--- Begin PROVIDED INFORMATION ---

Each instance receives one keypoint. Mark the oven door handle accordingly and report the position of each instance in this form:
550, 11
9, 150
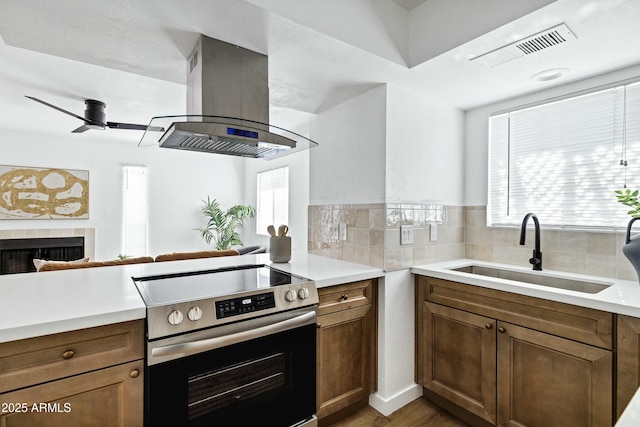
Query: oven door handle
194, 347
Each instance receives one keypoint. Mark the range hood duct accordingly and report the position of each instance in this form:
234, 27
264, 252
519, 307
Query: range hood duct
227, 107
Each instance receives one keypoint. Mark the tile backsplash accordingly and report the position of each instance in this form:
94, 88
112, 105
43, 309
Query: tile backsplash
373, 233
373, 238
596, 253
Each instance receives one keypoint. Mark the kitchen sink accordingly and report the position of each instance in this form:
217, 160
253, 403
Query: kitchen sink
535, 278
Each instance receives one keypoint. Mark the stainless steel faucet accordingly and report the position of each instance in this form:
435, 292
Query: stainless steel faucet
536, 260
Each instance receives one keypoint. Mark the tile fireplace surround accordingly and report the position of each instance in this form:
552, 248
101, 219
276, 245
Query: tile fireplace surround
89, 235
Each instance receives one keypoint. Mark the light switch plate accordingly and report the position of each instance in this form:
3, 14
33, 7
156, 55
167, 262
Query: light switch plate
433, 232
342, 231
406, 234
332, 231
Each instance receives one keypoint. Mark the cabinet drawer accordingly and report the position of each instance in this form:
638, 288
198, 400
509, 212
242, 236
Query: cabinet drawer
581, 324
106, 397
344, 297
37, 360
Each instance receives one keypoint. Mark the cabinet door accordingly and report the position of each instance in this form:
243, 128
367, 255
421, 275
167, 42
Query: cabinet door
459, 359
344, 363
628, 369
107, 397
544, 380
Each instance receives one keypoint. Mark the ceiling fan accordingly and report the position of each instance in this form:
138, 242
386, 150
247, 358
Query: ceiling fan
94, 117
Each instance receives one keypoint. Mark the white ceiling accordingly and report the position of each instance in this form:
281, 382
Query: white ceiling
131, 54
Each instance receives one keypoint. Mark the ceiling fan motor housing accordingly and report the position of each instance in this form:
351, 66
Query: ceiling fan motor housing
94, 113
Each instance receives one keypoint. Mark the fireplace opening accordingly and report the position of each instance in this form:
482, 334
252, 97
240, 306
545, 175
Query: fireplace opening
17, 255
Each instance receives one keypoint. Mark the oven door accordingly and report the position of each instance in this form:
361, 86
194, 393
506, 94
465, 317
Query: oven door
264, 376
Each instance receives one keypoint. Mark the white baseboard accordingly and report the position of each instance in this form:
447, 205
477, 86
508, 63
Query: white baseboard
388, 405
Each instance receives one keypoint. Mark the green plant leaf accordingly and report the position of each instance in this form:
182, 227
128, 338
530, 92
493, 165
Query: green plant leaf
221, 227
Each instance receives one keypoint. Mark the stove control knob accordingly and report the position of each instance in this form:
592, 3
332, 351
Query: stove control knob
291, 295
175, 317
194, 313
303, 293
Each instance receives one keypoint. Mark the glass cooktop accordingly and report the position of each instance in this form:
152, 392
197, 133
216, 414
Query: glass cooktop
167, 289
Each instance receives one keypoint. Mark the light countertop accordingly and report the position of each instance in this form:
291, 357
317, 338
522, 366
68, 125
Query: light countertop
35, 304
620, 296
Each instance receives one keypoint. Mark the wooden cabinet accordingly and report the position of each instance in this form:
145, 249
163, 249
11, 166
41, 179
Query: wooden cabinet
86, 377
346, 349
628, 352
496, 358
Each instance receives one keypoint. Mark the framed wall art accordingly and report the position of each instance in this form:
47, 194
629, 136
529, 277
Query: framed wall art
43, 193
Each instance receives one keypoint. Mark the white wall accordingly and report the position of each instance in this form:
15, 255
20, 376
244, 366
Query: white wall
178, 181
424, 149
349, 164
477, 128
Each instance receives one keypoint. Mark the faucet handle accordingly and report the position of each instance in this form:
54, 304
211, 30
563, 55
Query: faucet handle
536, 260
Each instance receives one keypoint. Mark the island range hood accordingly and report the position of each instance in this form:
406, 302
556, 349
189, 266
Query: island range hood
227, 107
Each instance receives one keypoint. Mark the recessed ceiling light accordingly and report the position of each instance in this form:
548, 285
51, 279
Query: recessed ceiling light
551, 74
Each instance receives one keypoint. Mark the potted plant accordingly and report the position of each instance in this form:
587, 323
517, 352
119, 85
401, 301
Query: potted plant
221, 229
631, 247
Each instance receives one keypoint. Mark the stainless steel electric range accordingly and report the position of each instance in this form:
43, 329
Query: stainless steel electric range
230, 345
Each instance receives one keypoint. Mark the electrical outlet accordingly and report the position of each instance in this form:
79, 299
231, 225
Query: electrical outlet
406, 234
342, 231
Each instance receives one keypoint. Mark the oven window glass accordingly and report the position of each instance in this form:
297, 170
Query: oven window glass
266, 381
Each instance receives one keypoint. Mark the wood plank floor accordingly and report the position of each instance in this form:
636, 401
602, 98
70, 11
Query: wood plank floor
419, 413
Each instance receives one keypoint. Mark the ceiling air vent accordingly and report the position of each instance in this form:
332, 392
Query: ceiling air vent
560, 34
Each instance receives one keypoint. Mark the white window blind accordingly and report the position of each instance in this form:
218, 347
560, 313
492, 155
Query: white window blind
273, 199
561, 160
134, 211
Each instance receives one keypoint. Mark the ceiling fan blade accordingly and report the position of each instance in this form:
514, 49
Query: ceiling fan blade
57, 108
132, 126
81, 129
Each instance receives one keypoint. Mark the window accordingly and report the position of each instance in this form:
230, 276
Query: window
134, 211
273, 199
563, 160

--- End PROVIDED INFORMATION ---

§ THE EXERCISE
Your task is to copy the entries in full and exactly, without any images.

§ OUTPUT FOR THIS EXERCISE
Each instance receives one keypoint. Mark the oven door handle accordingly and report the position of each instance in this form:
550, 11
9, 150
Query: oven door handle
194, 347
Each instance receives one keypoint. Mark the range hood duct accordingly and report the position of each instance in this form:
234, 27
264, 252
519, 307
Query: range hood duct
227, 107
Each instance receives one keypoint. Mark the tile backsplash accordingly and report the position of each instance in this form:
94, 88
112, 105
43, 309
Query: tile backsplash
373, 233
373, 238
596, 253
Each instance receives one keypoint. Mark the kitchen sink accordingly and report the position of each instance in this form:
217, 160
253, 403
Query: kitchen sink
535, 278
Each instance receives one keypoint. Mark the stainless steel faucet accordingly and report the position of each instance in this form:
435, 292
Query: stainless steel faucet
536, 260
Each instance receives one keypoint. Mark the tile fireplace surround accordingly and report the position of each instance in this form:
552, 248
101, 219
276, 245
Query: tile fireplace surround
89, 235
Each instance receives one keypoint. Mark the light switch plate accordingly and report the position of each instance in this form:
3, 14
33, 7
156, 55
167, 262
Query: light switch plate
433, 232
342, 231
406, 234
332, 231
Each instance receives one keypoint. Mark the cabinet drawer accordingly and report the position of each instance in this form:
638, 288
198, 400
509, 212
242, 236
Query: cabinet drawer
581, 324
106, 397
344, 297
37, 360
Each instance receives one keypoint. Mark the cabinet door accordingly and report the position of each instance in this form:
243, 128
367, 255
421, 275
167, 42
Query: cabinet door
459, 359
344, 363
628, 369
107, 397
544, 380
Each instance receives one keypoint. Mark the ceiling fan accordingly and report the position of each instance in this form:
138, 242
386, 150
247, 358
Query: ceiling fan
94, 117
Each instance receives one keypoint. Mark the white ceiling accordingly and report the position of each instance in this form:
281, 382
Query: white ceiling
131, 54
Each instance receives one keypoint. Mark the ceiling fan motor housing accordingly and report the position of each instance in this form:
351, 66
Query: ceiling fan motor housing
94, 113
Each instance receives one keypoint. Mark the fireplace opening accordingly and report the position of each instance in this form:
482, 334
252, 97
240, 306
545, 175
Query: fireplace opening
17, 255
Each instance receives one keypoint. Mark the oven door accordingly and report the position of each instance in this form:
361, 86
194, 393
506, 94
465, 317
Query: oven door
264, 376
Each instance receives one keypoint. Mark the white baseboard accordingly and report the position of each instance in this form:
447, 205
477, 86
508, 63
Query: white baseboard
388, 405
Each instance receives one keypoint. Mark the green plant leaf accordingly and report the position of each instance in this form:
182, 227
128, 338
530, 92
493, 165
Query: green plant leaf
221, 227
Each instance receives one keypoint. Mark the stove control knob accordingly and report the position of each instance in this form:
592, 3
332, 351
Query: stove control knob
291, 295
175, 317
194, 313
303, 293
Each instance receives one keypoint. Mark the glass cooktop accordingly and report the position of each instance in this form:
152, 392
197, 133
216, 414
Query: glass cooktop
167, 289
Each instance receives one keypoint. Mark the light countertop accordingly and report the position of each instance in this form:
291, 357
317, 338
522, 366
68, 125
Query: light countertop
35, 304
620, 296
Each instance receives one keypoint. Mark the wooden cabinet accordingly and report the position of each instance in this form:
145, 249
163, 249
11, 166
41, 179
Query: wooden cabinet
86, 377
346, 349
628, 352
496, 358
Each instance receives one keypoint. Mark the framed wall art accordingly and report the position of each instance in this form:
47, 194
629, 136
529, 277
Query: framed wall art
43, 193
Each instance receives one keypoint. Mark the white wall accordingly and report the position of each instance in this form:
15, 255
20, 376
244, 366
Query: white wall
178, 181
424, 149
349, 164
477, 128
Each instance receives one keypoint. Mark the faucet handle accordingly and report the position of each instance in this form:
54, 304
211, 30
563, 55
Query: faucet handle
536, 260
Each instance receives one keypoint. Mark the island range hood accordingly and report the position of each instance in this form:
406, 302
556, 349
189, 266
Query: island range hood
227, 107
Each instance receives one keypoint. Mark the recessed ceiling light accordingly and report the position of each instance in this form:
548, 285
51, 279
Query: recessed ceiling light
551, 74
Each instance receives one keypoint. Mark the potted plant accordingly and report the position of each instance in this form:
587, 323
517, 352
119, 85
401, 301
Query: potted plant
221, 229
631, 247
Each instance receives one keypoint. Mark the stainless steel electric range accordingly and report the position of each instance in this form:
43, 329
Query: stainless steel electric range
230, 345
Each instance receives one keypoint. Mark the electrical outlet accordingly and report the position of each instance in this form:
79, 299
231, 225
Query: electrical outlet
406, 234
342, 231
Each instance receives one keypoint. Mark the oven window glass accordingly and report the position of each instance in this form:
297, 170
Query: oven window glass
266, 381
Each instance receives one keypoint. Mark the wood plank floor accordingly and report the position of each instance in this form:
636, 401
602, 98
70, 11
Query: wood plank floor
419, 413
Each instance receives one keypoint. Mark the ceiling air vent accordingly and report the position of each instance in this form:
332, 392
Query: ceiling air vent
560, 34
Each instance receives one keypoint. Mark the white window blind accordingly and report the position of each instance in this form:
218, 347
560, 313
492, 155
Query: white window blind
273, 199
561, 160
134, 211
Each instance receives one keypoint. Mark the ceiling fan blade accordingly and report the position of each instance in this form:
514, 49
Query: ceiling fan blade
57, 108
132, 126
81, 129
Each instance receives one keypoint. Mark the window accordingly and report the position of each instance in this form:
230, 276
Query: window
134, 211
273, 199
563, 160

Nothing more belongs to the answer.